• **Short task**: Count how many lines in the items below contain the string "glove". Reply with that number alone.

• **Information supplied**:
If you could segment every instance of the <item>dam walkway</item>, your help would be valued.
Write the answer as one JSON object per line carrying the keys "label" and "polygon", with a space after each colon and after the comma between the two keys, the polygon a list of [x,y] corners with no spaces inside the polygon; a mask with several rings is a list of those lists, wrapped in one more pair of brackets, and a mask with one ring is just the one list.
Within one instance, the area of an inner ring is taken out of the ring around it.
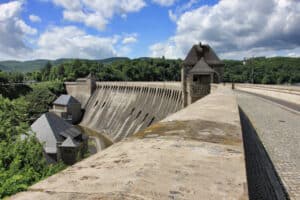
{"label": "dam walkway", "polygon": [[290,199],[300,199],[300,113],[278,106],[279,102],[271,99],[244,92],[236,94]]}
{"label": "dam walkway", "polygon": [[248,199],[236,97],[220,87],[11,199]]}

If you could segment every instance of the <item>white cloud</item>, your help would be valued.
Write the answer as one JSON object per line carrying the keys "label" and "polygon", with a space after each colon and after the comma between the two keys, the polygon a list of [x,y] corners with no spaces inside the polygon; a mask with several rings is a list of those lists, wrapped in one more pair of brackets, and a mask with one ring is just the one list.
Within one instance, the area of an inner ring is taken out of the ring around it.
{"label": "white cloud", "polygon": [[126,18],[127,13],[141,10],[144,0],[53,0],[64,8],[65,20],[80,22],[86,26],[104,30],[109,21],[119,15]]}
{"label": "white cloud", "polygon": [[22,6],[22,1],[0,4],[0,59],[16,59],[31,51],[24,39],[37,30],[21,19]]}
{"label": "white cloud", "polygon": [[136,34],[126,36],[122,40],[122,44],[132,44],[132,43],[136,43],[136,42],[137,42]]}
{"label": "white cloud", "polygon": [[152,1],[161,6],[171,6],[176,2],[176,0],[152,0]]}
{"label": "white cloud", "polygon": [[75,26],[51,27],[38,38],[32,58],[107,58],[117,55],[118,36],[98,37]]}
{"label": "white cloud", "polygon": [[177,16],[175,15],[175,13],[173,13],[172,10],[168,10],[168,14],[169,14],[169,18],[171,19],[171,21],[173,21],[173,22],[177,21]]}
{"label": "white cloud", "polygon": [[41,22],[41,18],[37,15],[29,15],[29,19],[31,22]]}
{"label": "white cloud", "polygon": [[295,0],[222,0],[184,12],[176,24],[174,36],[150,47],[152,55],[183,58],[199,41],[226,57],[290,52],[300,46],[300,2]]}

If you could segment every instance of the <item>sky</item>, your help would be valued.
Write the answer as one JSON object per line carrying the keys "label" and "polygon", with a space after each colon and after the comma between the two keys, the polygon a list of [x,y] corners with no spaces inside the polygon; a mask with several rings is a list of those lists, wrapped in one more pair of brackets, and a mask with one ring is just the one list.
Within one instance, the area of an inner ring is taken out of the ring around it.
{"label": "sky", "polygon": [[0,0],[0,60],[300,56],[300,0]]}

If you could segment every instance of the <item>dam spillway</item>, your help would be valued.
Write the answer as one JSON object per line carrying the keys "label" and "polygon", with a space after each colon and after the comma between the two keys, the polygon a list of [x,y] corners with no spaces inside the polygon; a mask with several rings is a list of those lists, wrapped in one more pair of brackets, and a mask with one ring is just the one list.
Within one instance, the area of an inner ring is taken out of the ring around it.
{"label": "dam spillway", "polygon": [[66,83],[85,109],[80,123],[117,142],[182,108],[180,82]]}

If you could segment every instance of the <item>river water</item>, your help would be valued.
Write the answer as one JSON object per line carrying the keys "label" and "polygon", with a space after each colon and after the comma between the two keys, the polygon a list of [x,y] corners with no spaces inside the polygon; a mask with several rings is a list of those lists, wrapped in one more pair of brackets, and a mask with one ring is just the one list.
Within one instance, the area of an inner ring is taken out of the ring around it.
{"label": "river water", "polygon": [[112,141],[110,141],[107,137],[105,137],[100,132],[97,132],[95,130],[80,125],[77,125],[76,127],[79,128],[85,135],[89,136],[88,139],[89,155],[93,155],[97,152],[100,152],[103,149],[106,149],[107,147],[113,144]]}

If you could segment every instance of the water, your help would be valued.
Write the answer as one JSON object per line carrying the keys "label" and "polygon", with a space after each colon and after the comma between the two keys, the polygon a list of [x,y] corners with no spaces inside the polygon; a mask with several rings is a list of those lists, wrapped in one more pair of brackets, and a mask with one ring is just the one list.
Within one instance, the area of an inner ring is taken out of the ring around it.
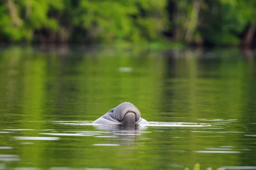
{"label": "water", "polygon": [[[0,50],[0,169],[255,169],[250,51]],[[124,102],[149,126],[96,126]]]}

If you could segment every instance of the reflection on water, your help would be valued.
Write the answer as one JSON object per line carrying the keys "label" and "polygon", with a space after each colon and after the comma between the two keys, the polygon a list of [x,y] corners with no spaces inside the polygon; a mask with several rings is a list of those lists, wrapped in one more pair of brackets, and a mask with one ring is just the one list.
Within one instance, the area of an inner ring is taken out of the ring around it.
{"label": "reflection on water", "polygon": [[[256,169],[253,53],[65,51],[0,51],[0,169]],[[126,101],[149,125],[92,124]]]}

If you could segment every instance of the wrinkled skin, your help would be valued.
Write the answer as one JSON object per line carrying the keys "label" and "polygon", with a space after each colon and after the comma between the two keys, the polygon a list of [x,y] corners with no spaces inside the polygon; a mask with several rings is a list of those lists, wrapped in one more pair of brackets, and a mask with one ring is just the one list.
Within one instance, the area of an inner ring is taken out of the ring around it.
{"label": "wrinkled skin", "polygon": [[141,113],[133,104],[124,102],[111,109],[94,122],[96,124],[148,124],[147,120],[141,117]]}

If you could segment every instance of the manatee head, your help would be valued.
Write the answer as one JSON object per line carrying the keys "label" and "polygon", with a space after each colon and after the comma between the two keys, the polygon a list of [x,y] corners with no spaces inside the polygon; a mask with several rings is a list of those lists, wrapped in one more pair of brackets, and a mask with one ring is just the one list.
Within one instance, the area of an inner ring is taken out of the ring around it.
{"label": "manatee head", "polygon": [[140,112],[129,102],[121,103],[110,110],[107,114],[123,124],[134,124],[141,118]]}

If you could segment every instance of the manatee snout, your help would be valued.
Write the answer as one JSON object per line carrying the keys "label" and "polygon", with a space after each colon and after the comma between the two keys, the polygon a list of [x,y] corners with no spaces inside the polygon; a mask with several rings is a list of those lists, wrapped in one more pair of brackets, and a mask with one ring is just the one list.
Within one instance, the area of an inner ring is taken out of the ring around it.
{"label": "manatee snout", "polygon": [[133,104],[129,102],[121,103],[99,118],[93,123],[105,124],[148,124],[141,117],[141,113]]}
{"label": "manatee snout", "polygon": [[126,112],[123,120],[120,121],[123,124],[134,124],[136,121],[136,115],[135,113],[131,112]]}
{"label": "manatee snout", "polygon": [[141,113],[133,104],[129,102],[123,103],[115,108],[117,119],[123,124],[133,124],[139,120]]}

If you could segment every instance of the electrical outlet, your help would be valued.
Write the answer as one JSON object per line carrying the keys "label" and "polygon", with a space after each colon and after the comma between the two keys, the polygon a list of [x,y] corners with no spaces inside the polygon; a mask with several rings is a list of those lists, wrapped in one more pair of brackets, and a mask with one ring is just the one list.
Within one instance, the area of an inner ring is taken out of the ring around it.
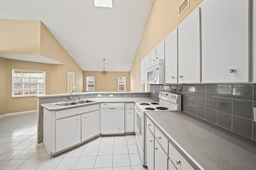
{"label": "electrical outlet", "polygon": [[253,107],[253,121],[256,122],[256,107]]}

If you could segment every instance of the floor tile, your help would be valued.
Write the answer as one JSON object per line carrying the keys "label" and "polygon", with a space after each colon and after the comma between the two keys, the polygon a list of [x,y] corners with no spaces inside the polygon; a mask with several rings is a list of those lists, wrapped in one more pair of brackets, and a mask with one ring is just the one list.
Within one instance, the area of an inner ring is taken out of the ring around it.
{"label": "floor tile", "polygon": [[28,149],[23,150],[12,158],[12,160],[28,159],[38,150],[39,149]]}
{"label": "floor tile", "polygon": [[112,170],[131,170],[131,166],[119,166],[118,167],[113,167]]}
{"label": "floor tile", "polygon": [[114,145],[114,139],[102,139],[100,143],[101,147]]}
{"label": "floor tile", "polygon": [[94,168],[108,168],[112,167],[113,155],[98,156]]}
{"label": "floor tile", "polygon": [[114,140],[114,145],[127,145],[126,138],[115,139]]}
{"label": "floor tile", "polygon": [[127,145],[135,145],[136,144],[136,140],[135,138],[130,138],[126,139]]}
{"label": "floor tile", "polygon": [[90,141],[87,143],[85,147],[99,147],[101,140],[94,140]]}
{"label": "floor tile", "polygon": [[17,170],[35,170],[44,160],[44,159],[28,159]]}
{"label": "floor tile", "polygon": [[113,154],[113,146],[100,147],[98,155],[108,155]]}
{"label": "floor tile", "polygon": [[129,154],[129,156],[130,160],[131,161],[131,165],[142,165],[139,154]]}
{"label": "floor tile", "polygon": [[97,156],[99,147],[85,147],[81,156]]}
{"label": "floor tile", "polygon": [[8,150],[14,147],[18,144],[20,143],[19,142],[11,142],[6,143],[4,145],[0,147],[0,150]]}
{"label": "floor tile", "polygon": [[80,157],[84,149],[84,148],[74,148],[70,149],[64,157]]}
{"label": "floor tile", "polygon": [[129,154],[113,155],[113,167],[130,165]]}
{"label": "floor tile", "polygon": [[41,149],[30,157],[29,159],[45,159],[49,155],[45,149]]}
{"label": "floor tile", "polygon": [[[19,144],[15,146],[13,148],[11,149],[10,149],[12,150],[16,150],[17,149],[25,149],[28,147],[30,146],[31,145],[33,144],[33,143],[34,142],[22,142],[21,143],[20,143]],[[34,149],[36,149],[36,148],[34,148]]]}
{"label": "floor tile", "polygon": [[128,148],[127,145],[114,146],[114,154],[128,154]]}
{"label": "floor tile", "polygon": [[73,170],[75,168],[79,157],[64,158],[57,166],[56,170]]}
{"label": "floor tile", "polygon": [[45,159],[36,168],[36,170],[53,170],[55,169],[62,159],[62,158]]}
{"label": "floor tile", "polygon": [[26,160],[11,160],[1,166],[1,170],[14,170]]}
{"label": "floor tile", "polygon": [[132,170],[148,170],[148,168],[144,166],[143,165],[136,165],[132,166]]}
{"label": "floor tile", "polygon": [[87,169],[93,168],[96,156],[81,156],[76,164],[75,169]]}
{"label": "floor tile", "polygon": [[127,146],[128,146],[128,150],[129,151],[129,154],[139,153],[139,151],[137,147],[137,145],[129,145]]}
{"label": "floor tile", "polygon": [[9,160],[20,153],[23,150],[9,150],[0,156],[0,160]]}

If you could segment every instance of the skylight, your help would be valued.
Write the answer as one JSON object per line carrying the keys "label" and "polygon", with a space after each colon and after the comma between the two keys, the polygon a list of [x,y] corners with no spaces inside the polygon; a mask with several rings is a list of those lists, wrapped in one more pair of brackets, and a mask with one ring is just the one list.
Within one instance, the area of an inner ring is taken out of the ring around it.
{"label": "skylight", "polygon": [[112,8],[112,0],[94,0],[95,6]]}

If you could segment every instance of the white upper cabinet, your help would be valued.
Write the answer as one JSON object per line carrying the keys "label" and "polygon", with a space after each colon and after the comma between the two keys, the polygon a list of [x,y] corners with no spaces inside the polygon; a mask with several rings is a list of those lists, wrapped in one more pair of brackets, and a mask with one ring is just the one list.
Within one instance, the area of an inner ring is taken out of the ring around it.
{"label": "white upper cabinet", "polygon": [[202,82],[250,81],[248,3],[205,0],[200,5]]}
{"label": "white upper cabinet", "polygon": [[165,39],[165,80],[166,84],[178,82],[178,28],[172,31]]}
{"label": "white upper cabinet", "polygon": [[145,84],[145,58],[140,61],[140,80],[141,83]]}
{"label": "white upper cabinet", "polygon": [[159,60],[159,59],[164,59],[165,40],[164,39],[163,39],[156,47],[156,60]]}
{"label": "white upper cabinet", "polygon": [[152,51],[150,53],[150,64],[151,64],[156,61],[156,48],[154,48],[154,49],[153,49],[153,50],[152,50]]}
{"label": "white upper cabinet", "polygon": [[200,22],[200,8],[198,8],[178,26],[179,83],[199,83],[201,81]]}

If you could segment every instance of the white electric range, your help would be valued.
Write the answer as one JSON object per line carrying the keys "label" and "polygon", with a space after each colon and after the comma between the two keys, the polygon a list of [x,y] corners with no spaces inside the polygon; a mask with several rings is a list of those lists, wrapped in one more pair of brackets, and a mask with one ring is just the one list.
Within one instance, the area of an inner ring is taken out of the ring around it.
{"label": "white electric range", "polygon": [[142,165],[146,166],[145,113],[146,111],[181,110],[181,95],[160,92],[159,102],[138,103],[135,105],[135,137]]}

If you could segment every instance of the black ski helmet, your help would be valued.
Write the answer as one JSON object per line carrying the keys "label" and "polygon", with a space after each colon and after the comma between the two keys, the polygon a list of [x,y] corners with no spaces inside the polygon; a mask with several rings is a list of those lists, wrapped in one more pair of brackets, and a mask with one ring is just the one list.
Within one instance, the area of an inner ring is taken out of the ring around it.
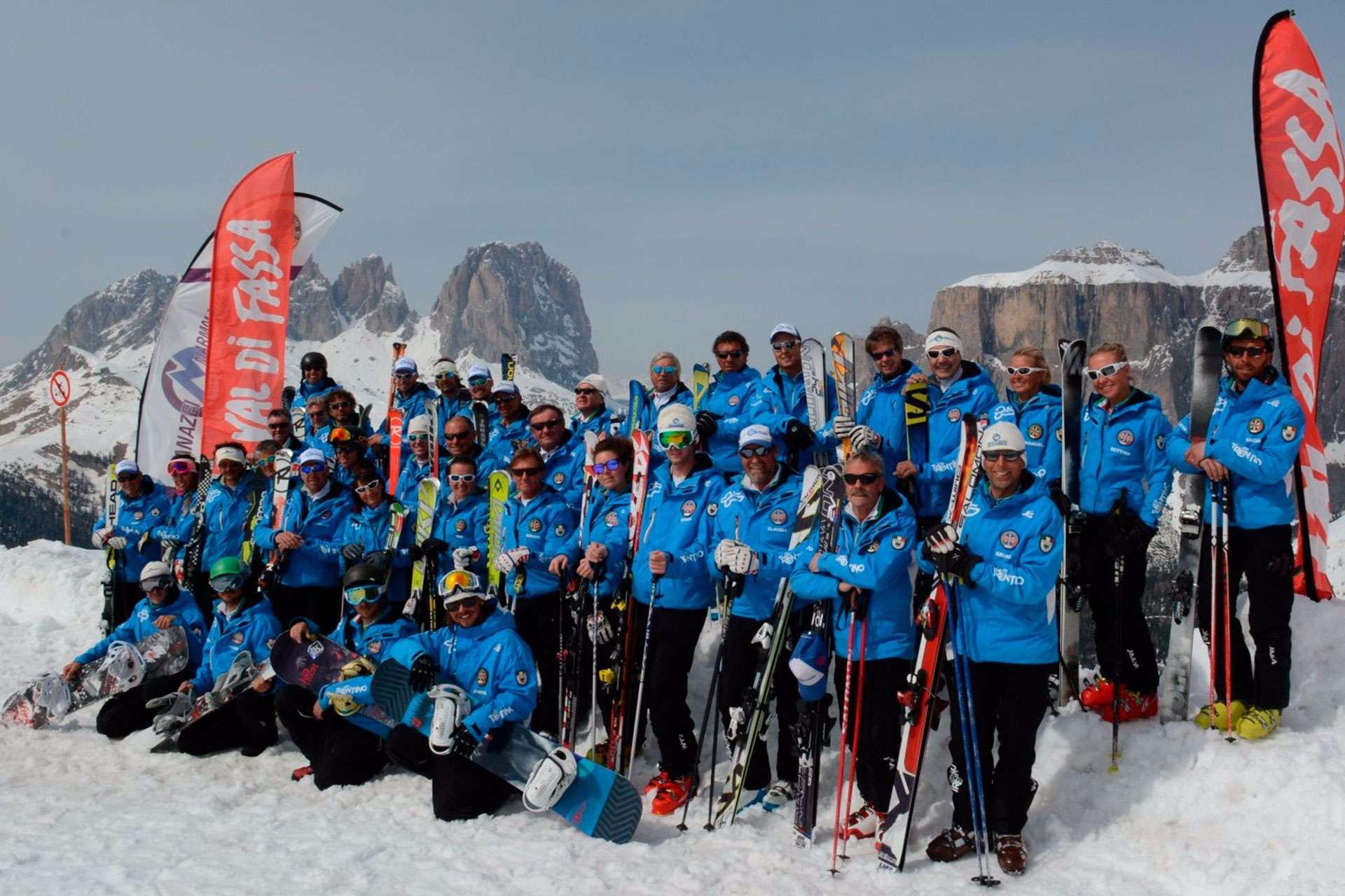
{"label": "black ski helmet", "polygon": [[301,359],[299,359],[300,371],[319,369],[327,372],[327,357],[321,352],[308,352]]}

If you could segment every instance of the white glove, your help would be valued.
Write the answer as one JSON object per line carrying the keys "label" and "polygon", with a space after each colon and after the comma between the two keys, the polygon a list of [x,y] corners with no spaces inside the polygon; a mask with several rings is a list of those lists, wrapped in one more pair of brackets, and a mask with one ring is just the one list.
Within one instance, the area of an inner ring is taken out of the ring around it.
{"label": "white glove", "polygon": [[482,552],[476,548],[453,548],[453,568],[465,570],[479,556],[482,556]]}
{"label": "white glove", "polygon": [[733,539],[724,539],[714,548],[714,566],[737,575],[756,575],[759,568],[756,551]]}
{"label": "white glove", "polygon": [[857,426],[850,430],[851,451],[858,454],[859,451],[877,451],[880,447],[882,447],[882,437],[868,426]]}
{"label": "white glove", "polygon": [[495,557],[495,568],[506,575],[514,571],[514,567],[521,567],[527,563],[529,552],[527,548],[514,548],[512,551],[504,551],[498,557]]}

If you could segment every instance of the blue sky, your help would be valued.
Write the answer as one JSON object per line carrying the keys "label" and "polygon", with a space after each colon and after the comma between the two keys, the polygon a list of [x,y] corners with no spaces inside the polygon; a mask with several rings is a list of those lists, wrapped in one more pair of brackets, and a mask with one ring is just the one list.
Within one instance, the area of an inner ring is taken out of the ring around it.
{"label": "blue sky", "polygon": [[[1259,223],[1279,7],[944,5],[12,5],[0,364],[108,282],[180,273],[288,149],[346,207],[328,274],[379,253],[428,310],[468,246],[535,239],[616,376],[724,328],[763,367],[780,320],[920,328],[940,286],[1098,239],[1194,273]],[[1345,13],[1297,9],[1345,91]]]}

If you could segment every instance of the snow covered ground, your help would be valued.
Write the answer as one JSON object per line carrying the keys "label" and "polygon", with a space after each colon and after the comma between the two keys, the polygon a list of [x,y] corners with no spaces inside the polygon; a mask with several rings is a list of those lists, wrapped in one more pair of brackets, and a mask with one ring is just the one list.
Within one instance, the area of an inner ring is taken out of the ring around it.
{"label": "snow covered ground", "polygon": [[[1332,576],[1345,594],[1345,523],[1332,535]],[[0,549],[0,693],[58,669],[95,639],[100,562],[97,552],[51,541]],[[1003,892],[1340,892],[1341,614],[1340,600],[1295,606],[1294,703],[1267,742],[1227,744],[1190,724],[1134,723],[1122,729],[1120,771],[1110,775],[1110,725],[1077,711],[1048,719],[1026,832],[1032,866],[1006,880]],[[701,646],[697,720],[709,634]],[[1204,674],[1197,668],[1196,681]],[[1194,700],[1202,703],[1198,693]],[[675,818],[646,815],[636,842],[615,846],[554,815],[526,813],[516,801],[502,817],[438,822],[429,783],[401,771],[317,793],[289,780],[303,756],[284,739],[257,759],[149,755],[151,733],[109,743],[94,732],[94,715],[86,709],[48,731],[0,728],[0,892],[249,893],[295,885],[308,893],[783,896],[974,888],[974,858],[933,865],[923,853],[951,813],[947,725],[931,744],[907,873],[880,876],[861,846],[833,881],[829,795],[819,811],[827,845],[811,853],[791,845],[788,817],[760,810],[714,833],[695,823],[679,834]],[[640,764],[636,780],[650,774]],[[834,783],[833,755],[823,794]],[[694,818],[703,822],[703,802]]]}

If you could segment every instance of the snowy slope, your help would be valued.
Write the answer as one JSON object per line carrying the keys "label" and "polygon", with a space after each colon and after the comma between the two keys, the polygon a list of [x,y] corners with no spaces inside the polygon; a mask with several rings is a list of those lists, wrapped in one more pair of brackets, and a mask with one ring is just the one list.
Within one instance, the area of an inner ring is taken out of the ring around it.
{"label": "snowy slope", "polygon": [[[1332,536],[1332,576],[1341,588],[1345,523],[1337,521]],[[0,692],[59,668],[94,639],[100,560],[97,552],[50,541],[0,549],[7,586]],[[1025,877],[1005,881],[1003,892],[1340,892],[1334,849],[1345,823],[1345,653],[1338,631],[1345,606],[1299,602],[1295,614],[1294,704],[1268,742],[1227,744],[1189,724],[1135,723],[1123,728],[1119,774],[1108,775],[1110,725],[1076,711],[1048,719],[1036,768],[1041,790],[1026,832],[1033,864]],[[693,682],[697,719],[712,647],[707,630]],[[1197,669],[1196,680],[1202,674]],[[307,893],[546,896],[779,896],[829,887],[974,892],[967,883],[972,858],[942,866],[923,856],[951,813],[943,775],[947,725],[931,746],[907,875],[880,876],[858,848],[842,880],[831,883],[827,848],[795,850],[788,818],[759,810],[714,833],[693,823],[679,834],[675,819],[646,815],[638,842],[625,846],[588,840],[516,802],[502,817],[443,823],[430,814],[429,783],[408,772],[320,794],[289,780],[303,758],[288,740],[258,759],[152,756],[152,735],[109,743],[93,731],[94,712],[50,731],[0,728],[5,893],[292,892],[292,885]],[[652,771],[642,763],[636,780]],[[823,842],[833,775],[834,755],[823,774]],[[698,802],[693,819],[703,813]]]}

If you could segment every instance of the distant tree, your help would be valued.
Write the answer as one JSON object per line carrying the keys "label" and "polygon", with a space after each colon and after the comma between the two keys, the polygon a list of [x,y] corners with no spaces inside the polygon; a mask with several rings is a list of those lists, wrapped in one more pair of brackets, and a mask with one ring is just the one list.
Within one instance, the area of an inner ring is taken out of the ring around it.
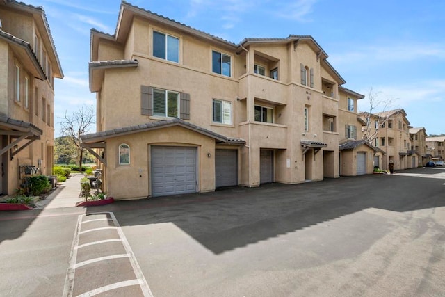
{"label": "distant tree", "polygon": [[[76,163],[79,152],[70,137],[60,136],[54,139],[54,163]],[[95,157],[86,150],[83,152],[82,163],[93,163]]]}
{"label": "distant tree", "polygon": [[68,115],[66,112],[60,122],[61,134],[67,137],[75,146],[77,152],[77,160],[79,170],[82,170],[84,148],[81,147],[81,135],[89,131],[95,124],[95,114],[92,106],[84,105],[79,108],[77,111]]}
{"label": "distant tree", "polygon": [[[394,99],[390,98],[381,98],[380,92],[375,92],[371,88],[369,90],[368,99],[369,101],[369,111],[361,112],[359,117],[364,122],[364,125],[362,127],[362,139],[366,141],[369,143],[372,143],[373,141],[378,137],[378,130],[380,128],[385,127],[389,115],[385,114],[386,111],[393,109],[394,106]],[[377,124],[375,122],[377,122]]]}

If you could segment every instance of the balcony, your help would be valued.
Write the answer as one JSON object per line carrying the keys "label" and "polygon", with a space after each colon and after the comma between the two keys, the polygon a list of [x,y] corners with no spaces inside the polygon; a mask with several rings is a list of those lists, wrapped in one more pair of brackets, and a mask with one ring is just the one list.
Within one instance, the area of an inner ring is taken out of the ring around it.
{"label": "balcony", "polygon": [[275,104],[287,104],[288,95],[286,85],[275,79],[259,74],[250,74],[240,79],[240,95],[247,97],[249,77],[250,77],[251,97]]}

• **Response for this exercise**: 5